§ **Records for this task**:
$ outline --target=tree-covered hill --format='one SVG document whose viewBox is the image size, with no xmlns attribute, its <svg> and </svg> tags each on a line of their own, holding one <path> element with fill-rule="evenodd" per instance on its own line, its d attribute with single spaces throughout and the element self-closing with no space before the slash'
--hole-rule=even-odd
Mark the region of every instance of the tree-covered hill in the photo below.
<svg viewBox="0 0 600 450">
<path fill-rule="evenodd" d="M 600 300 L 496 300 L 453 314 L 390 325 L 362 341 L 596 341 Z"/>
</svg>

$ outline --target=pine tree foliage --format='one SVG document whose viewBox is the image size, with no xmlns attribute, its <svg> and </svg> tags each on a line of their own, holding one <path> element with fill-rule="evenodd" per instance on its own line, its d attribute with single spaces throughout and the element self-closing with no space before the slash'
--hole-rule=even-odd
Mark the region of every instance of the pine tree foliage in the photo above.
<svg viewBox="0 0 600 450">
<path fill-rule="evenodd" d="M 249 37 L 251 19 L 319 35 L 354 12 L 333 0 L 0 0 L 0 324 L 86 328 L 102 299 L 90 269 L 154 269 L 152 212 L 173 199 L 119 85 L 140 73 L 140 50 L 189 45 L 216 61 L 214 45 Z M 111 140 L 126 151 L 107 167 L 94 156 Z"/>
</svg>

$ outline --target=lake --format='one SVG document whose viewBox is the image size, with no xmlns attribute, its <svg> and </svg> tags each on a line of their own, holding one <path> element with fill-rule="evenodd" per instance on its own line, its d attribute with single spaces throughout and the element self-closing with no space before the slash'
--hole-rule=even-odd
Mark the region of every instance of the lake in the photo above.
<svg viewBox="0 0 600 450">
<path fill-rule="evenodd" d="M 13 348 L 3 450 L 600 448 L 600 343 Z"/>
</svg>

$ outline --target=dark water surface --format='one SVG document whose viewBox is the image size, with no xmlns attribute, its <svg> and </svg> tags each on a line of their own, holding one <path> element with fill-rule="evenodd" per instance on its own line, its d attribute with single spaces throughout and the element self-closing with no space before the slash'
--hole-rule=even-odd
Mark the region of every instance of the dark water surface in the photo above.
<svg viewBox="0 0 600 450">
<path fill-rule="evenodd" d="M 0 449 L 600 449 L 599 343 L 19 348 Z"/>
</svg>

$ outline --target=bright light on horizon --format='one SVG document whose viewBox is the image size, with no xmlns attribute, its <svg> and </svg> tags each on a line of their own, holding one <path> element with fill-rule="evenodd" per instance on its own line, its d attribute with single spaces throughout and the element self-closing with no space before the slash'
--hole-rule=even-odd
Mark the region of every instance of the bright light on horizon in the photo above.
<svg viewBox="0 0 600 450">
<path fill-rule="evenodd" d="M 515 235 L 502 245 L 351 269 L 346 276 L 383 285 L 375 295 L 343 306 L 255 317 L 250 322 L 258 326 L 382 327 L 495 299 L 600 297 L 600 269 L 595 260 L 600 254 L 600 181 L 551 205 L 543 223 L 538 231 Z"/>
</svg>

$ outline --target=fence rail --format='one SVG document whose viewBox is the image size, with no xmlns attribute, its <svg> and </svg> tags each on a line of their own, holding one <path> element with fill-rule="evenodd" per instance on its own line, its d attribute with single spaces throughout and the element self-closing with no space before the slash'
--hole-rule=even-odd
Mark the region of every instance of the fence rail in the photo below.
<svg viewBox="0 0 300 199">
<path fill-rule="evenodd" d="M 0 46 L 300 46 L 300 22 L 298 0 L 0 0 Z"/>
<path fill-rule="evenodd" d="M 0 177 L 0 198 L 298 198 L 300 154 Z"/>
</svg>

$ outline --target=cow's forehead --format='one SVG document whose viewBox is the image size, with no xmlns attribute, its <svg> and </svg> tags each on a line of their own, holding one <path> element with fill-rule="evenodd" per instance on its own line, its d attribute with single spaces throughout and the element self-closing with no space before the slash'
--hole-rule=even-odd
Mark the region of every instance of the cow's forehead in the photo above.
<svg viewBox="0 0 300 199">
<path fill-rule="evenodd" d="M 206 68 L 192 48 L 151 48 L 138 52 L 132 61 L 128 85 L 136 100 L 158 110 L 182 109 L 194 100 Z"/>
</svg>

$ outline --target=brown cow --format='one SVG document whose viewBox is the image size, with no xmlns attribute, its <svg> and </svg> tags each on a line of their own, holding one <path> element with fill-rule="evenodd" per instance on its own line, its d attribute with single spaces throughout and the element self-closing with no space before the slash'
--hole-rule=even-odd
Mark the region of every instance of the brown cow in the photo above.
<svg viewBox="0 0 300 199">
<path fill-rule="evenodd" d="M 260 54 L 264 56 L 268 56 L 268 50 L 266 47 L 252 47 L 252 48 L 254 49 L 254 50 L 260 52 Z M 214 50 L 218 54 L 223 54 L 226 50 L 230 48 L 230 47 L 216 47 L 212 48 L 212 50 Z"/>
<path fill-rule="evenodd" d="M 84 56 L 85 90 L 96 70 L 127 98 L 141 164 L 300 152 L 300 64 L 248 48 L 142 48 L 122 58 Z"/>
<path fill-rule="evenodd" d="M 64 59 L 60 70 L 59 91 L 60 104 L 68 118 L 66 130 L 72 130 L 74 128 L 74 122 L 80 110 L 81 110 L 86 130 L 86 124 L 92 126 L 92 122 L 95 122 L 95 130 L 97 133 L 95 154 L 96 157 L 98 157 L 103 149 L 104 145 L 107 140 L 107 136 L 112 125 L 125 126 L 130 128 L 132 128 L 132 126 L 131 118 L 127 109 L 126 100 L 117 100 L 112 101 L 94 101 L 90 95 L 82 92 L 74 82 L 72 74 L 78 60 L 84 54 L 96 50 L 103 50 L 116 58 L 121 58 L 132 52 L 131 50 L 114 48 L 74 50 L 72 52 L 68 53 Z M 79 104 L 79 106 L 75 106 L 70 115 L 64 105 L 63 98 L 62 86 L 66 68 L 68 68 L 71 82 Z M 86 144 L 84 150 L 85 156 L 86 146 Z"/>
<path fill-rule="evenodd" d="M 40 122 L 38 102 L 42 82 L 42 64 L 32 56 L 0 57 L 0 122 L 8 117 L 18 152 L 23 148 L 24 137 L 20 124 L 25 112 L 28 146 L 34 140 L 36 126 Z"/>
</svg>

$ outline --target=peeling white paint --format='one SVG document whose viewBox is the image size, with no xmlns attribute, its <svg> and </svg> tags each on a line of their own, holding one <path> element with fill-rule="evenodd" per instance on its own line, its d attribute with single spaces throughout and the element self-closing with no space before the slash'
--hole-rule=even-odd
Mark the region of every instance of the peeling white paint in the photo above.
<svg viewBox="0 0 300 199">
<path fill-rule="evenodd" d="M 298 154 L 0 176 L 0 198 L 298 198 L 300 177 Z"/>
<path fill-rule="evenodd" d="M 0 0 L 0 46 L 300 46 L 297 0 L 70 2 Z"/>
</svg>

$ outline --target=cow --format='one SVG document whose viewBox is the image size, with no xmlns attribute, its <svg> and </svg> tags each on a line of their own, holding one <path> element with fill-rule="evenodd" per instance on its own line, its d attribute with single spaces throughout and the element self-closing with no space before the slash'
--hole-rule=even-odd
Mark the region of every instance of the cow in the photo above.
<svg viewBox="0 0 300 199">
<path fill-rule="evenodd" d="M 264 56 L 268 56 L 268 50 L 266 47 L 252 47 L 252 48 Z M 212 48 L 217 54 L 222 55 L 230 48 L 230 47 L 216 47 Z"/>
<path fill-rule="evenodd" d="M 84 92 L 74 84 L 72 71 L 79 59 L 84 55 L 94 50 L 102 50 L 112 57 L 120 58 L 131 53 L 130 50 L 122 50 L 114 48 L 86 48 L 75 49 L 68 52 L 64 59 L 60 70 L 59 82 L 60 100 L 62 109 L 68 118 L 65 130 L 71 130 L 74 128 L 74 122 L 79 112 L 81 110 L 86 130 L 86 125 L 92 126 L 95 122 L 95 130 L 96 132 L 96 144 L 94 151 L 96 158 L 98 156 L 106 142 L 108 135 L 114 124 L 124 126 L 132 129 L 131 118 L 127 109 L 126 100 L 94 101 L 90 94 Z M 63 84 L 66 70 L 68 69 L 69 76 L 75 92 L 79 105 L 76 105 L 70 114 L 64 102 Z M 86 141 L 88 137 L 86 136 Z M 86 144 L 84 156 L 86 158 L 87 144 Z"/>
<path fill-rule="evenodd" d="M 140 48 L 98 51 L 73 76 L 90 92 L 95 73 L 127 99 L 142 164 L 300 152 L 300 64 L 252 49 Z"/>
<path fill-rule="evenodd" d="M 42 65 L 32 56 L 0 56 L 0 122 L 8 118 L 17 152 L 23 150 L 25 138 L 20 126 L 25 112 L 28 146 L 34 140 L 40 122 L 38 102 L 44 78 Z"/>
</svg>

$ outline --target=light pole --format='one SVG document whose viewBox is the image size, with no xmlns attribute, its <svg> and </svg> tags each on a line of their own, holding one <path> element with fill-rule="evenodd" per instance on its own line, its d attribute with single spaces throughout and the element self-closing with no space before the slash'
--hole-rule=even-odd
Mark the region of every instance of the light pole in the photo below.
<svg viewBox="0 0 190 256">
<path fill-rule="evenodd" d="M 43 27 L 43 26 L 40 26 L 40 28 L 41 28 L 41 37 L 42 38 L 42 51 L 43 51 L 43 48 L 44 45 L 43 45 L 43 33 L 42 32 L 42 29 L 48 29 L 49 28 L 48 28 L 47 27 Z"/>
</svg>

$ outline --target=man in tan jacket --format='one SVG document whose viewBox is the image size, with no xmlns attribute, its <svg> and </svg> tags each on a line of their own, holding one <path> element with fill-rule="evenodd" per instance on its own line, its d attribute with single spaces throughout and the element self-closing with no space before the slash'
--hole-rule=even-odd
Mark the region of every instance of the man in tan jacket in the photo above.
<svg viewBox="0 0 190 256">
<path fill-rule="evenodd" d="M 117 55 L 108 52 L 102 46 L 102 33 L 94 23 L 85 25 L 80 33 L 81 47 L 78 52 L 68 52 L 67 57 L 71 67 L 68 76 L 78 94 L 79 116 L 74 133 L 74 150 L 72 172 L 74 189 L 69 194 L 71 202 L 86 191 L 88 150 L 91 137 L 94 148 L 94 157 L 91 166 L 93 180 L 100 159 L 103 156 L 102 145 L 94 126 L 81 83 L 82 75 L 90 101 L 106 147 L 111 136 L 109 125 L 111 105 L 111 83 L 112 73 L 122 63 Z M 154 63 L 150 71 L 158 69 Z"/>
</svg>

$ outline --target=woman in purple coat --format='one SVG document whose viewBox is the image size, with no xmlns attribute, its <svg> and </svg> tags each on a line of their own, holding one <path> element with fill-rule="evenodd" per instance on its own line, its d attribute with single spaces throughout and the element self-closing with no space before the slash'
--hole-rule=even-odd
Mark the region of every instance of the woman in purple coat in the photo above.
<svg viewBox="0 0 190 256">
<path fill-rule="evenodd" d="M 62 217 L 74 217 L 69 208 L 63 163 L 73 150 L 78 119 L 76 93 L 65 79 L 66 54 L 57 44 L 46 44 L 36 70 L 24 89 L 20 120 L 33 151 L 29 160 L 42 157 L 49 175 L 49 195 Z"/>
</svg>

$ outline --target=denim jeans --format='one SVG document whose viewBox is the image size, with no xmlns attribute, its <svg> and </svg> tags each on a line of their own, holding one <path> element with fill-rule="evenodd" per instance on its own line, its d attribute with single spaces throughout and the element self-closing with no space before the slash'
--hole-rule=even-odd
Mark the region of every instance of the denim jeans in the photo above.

§ **Task goal**:
From the line holding "outline --target=denim jeans" to the last line of the records, quote each line exactly and add nothing.

§ **Task response**:
$ outline --target=denim jeans --format='one SVG document whose viewBox is the image size, with no xmlns attribute, its <svg> and </svg> tags each on a line of their own, holding one <path> element with fill-rule="evenodd" per instance on its own line, its d attribute with single spaces throughout and the element self-closing with no space before the slash'
--hole-rule=even-odd
Mark the region of every instance of the denim jeans in the photo above.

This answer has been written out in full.